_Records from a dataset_
=======

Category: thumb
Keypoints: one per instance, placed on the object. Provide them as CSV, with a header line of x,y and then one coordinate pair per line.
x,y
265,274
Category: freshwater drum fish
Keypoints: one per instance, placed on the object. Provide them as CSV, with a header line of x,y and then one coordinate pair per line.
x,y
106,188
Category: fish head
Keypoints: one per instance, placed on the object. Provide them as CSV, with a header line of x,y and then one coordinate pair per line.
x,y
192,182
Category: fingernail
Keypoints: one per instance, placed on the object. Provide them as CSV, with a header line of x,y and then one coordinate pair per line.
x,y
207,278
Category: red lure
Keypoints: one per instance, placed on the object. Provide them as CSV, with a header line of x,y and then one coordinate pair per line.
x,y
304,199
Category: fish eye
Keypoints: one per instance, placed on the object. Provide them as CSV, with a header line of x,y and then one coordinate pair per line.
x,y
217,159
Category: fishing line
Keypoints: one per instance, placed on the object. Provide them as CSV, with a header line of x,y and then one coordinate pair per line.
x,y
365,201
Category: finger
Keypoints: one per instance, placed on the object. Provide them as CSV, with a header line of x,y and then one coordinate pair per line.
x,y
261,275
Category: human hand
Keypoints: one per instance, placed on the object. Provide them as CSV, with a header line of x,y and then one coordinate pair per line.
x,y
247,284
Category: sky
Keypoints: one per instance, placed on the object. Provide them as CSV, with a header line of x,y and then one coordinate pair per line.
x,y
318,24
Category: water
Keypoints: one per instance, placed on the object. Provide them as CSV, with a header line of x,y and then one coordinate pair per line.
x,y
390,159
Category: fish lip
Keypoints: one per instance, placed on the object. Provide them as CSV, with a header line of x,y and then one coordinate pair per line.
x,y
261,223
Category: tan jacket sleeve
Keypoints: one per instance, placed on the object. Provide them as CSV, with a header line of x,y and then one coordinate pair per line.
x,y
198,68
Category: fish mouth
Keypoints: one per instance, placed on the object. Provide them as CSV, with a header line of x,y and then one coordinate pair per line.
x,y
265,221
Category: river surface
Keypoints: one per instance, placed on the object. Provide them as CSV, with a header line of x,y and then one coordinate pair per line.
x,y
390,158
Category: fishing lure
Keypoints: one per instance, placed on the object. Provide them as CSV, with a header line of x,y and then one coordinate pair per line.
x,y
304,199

=======

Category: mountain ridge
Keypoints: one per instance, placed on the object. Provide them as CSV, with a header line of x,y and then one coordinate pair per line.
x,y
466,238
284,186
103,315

=======

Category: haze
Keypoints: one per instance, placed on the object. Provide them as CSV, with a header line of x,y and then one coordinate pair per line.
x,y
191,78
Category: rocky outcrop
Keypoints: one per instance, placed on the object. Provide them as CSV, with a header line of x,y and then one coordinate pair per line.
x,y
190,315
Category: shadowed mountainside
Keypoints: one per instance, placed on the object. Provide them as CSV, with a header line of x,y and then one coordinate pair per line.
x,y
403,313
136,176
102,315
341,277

=======

_ACTIVITY_
Scan the records above for the lines holding "Category: thumb" and "Category: freshwater drum fish". Transcribe those two and every line between them word for word, and no others.

_SOLUTION TO THE EXERCISE_
Category: thumb
Keypoints: one per instance, placed on the object. Provide them as CSV, with a header line of x,y and then one coordinate pair per line.
x,y
265,274
Category: freshwater drum fish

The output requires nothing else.